REQUIREMENT = Print the passage of the opinion piece on the MFP and the monarchy from "Is it not surprising" to "jobless and penniless.", word for word.

QUOTED PASSAGE =
((

MFP, if it ain’t broken don’t fix it

It is said if something is not broken, don’t fix it. But if indeed it is broken, then you should know how to fix it before fixing it.

The Marematlou Freedom Party (MFP) says it wants to push for the restoration of executive powers to King Letsie III (Sunday Express September 18 – 24, 2011).

The party said it is not happy with the current set up where the king is “a ceremonial monarch as set by the Englishmen”.

In other words the MFP says it wants a return to an absolute monarch where King Letsie III will assume absolute power over every aspect of the state.

The party says it finds the current set up highly unsatisfactory. It justifies this position by arguing that “Morena Moshoeshoe I ruled his country independently with customs and traditions, and so should his descendent King Letsie III”.

I find this argument quite disturbing.

Does the MFP soundly believe that we can return to that past?

Do those “customs and traditions” of the past still apply in our modern and post-modern world?

Instead of going forward the MFP wants to drag us back into the primitive past.

I think the party is not serious.

Our country is already highly conservative in social, moral and political aspects mainly because we cannot go beyond cultural and traditional constraints.

This conservatism has spurred a high level of mediocrity because our traditions do not allow people to broaden their horizons and think outside the box.

We are always shackled by traditions. The MFP does not see these things.

They want to take this country back to the primitive way of doing things.

Everywhere else people have fought to ditch absolute monarchies in favour of democratically elected governments.

Is it not surprising that during the same period the MFP thinks a return to the absolute monarchy is the only authentic way forward?

We only need to look next door at Swaziland and what has been happening there with the last absolute monarchy under King Mswati III.

The Swazis have had enough of the monarchy and are now pressing forward seeking political change.

The wayward Mswati III is all over the media due to the way he governs the country and runs his personal affairs.

He also lives in opulence while the majority of his own people wallow in absolute poverty.

The majority of Swazis are poor, jobless and penniless.

The Swazis have had enough and have been staging protests since last year demanding an end to the absolute monarchy.

But since he was not elected they have no constitutional means to remove him from power.

Their only option seems to be to revolt to overthrow the monarchy or, as in Italy, allow the people to vote in a referendum to decide whether to switch to a republic.

These are not easy options.

It is not possible to determine with certainty if a constitutional monarch can always govern the country democratically in the interest of the people and state once he becomes an absolute onarchy.

))

DATASET ENTRIES =
((

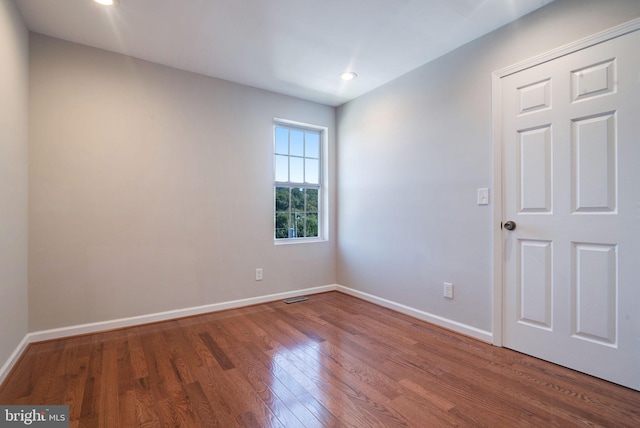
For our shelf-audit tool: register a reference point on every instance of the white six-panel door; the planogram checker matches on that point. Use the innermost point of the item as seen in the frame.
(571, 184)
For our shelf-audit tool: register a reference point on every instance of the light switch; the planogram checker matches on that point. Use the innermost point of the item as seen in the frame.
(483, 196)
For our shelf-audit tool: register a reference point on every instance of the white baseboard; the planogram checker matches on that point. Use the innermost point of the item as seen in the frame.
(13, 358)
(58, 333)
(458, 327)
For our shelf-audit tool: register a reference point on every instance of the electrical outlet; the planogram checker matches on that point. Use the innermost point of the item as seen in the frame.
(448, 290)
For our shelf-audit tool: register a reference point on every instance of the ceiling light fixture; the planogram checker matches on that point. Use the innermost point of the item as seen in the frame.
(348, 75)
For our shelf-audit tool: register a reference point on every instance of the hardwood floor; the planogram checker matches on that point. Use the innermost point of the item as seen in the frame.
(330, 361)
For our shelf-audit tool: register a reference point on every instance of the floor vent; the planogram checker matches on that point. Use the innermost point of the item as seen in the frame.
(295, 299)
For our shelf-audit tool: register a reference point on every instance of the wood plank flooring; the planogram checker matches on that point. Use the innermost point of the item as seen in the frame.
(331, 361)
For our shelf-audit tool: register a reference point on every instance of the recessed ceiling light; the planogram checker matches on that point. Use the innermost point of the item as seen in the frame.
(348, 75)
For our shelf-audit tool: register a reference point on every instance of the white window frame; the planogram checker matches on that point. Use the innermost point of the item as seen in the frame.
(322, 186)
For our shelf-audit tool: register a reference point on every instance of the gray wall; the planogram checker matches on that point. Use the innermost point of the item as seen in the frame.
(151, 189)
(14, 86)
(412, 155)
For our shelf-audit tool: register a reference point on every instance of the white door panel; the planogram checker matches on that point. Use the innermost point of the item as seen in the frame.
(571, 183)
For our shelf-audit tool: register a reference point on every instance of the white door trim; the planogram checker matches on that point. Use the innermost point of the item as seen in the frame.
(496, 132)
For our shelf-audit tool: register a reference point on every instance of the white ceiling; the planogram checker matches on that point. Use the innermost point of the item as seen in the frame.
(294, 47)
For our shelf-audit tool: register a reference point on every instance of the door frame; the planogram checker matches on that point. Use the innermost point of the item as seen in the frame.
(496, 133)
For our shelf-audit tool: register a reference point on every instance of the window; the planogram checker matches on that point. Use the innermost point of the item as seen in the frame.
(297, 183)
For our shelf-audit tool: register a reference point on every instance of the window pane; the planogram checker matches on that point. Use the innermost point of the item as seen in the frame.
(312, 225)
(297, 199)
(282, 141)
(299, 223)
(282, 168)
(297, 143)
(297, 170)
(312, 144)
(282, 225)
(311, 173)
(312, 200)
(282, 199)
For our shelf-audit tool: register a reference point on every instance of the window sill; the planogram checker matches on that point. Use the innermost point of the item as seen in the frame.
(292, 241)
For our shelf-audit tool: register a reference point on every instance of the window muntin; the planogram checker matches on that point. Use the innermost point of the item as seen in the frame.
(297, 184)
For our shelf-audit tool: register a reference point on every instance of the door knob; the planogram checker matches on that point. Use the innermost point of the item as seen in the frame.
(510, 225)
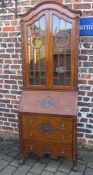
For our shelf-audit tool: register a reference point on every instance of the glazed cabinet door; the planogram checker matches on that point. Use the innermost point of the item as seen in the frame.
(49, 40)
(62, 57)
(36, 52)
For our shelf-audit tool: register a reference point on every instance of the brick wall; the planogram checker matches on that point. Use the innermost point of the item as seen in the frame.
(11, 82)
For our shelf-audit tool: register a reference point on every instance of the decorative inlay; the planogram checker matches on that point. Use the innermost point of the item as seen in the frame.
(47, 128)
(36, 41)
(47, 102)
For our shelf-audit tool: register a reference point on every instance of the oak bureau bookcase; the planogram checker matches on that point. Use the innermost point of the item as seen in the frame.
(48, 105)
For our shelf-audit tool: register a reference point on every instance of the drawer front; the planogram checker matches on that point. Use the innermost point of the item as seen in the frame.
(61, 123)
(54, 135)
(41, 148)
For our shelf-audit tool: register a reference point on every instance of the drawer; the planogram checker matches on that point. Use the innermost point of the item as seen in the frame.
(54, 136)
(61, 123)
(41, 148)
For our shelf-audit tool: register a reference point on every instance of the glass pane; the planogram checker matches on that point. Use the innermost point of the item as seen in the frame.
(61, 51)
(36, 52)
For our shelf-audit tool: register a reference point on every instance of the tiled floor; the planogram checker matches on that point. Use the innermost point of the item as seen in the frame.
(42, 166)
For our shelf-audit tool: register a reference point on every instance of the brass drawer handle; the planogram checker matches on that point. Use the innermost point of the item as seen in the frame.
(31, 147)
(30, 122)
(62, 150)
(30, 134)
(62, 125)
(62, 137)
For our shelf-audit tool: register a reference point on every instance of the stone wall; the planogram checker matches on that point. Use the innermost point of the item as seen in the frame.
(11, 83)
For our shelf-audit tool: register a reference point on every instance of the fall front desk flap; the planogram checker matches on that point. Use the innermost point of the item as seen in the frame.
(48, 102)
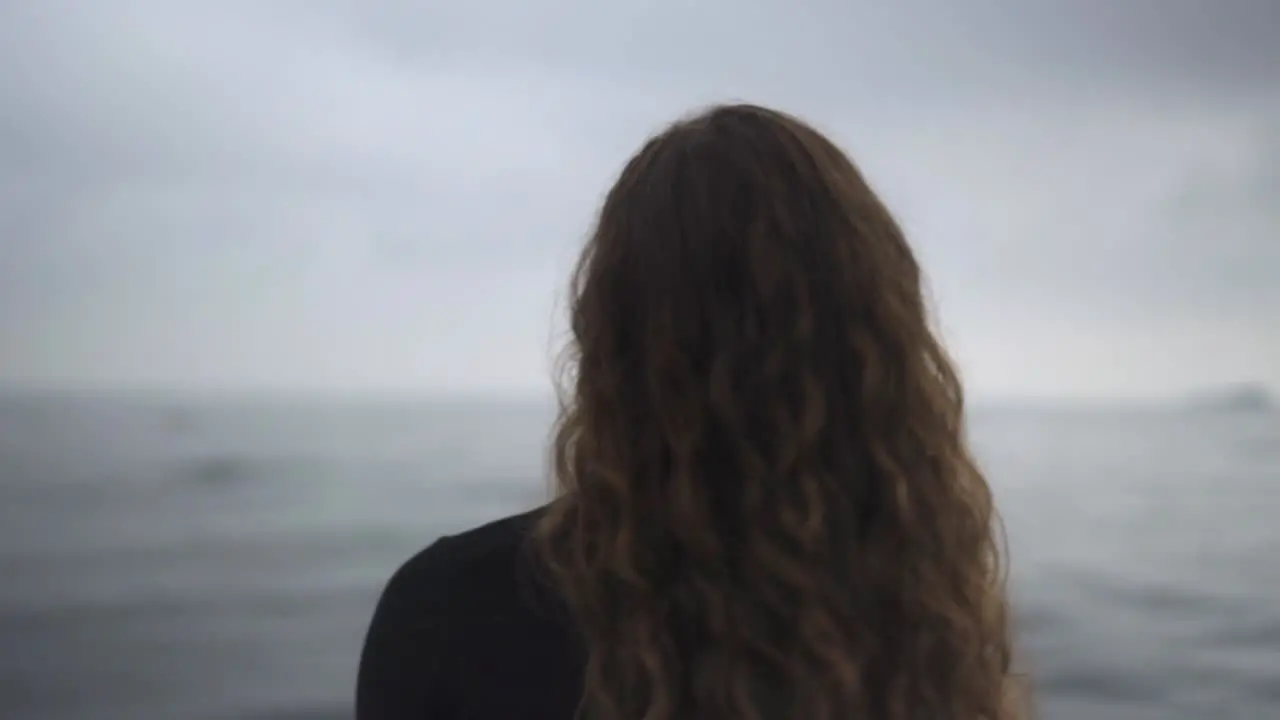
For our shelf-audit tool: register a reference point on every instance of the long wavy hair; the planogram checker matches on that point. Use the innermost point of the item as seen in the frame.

))

RESPONSE =
Is it not surprising that during the same period the MFP thinks a return to the absolute monarchy is the only authentic way forward?

We only need to look next door at Swaziland and what has been happening there with the last absolute monarchy under King Mswati III.

The Swazis have had enough of the monarchy and are now pressing forward seeking political change.

The wayward Mswati III is all over the media due to the way he governs the country and runs his personal affairs.

He also lives in opulence while the majority of his own people wallow in absolute poverty.

The majority of Swazis are poor, jobless and penniless.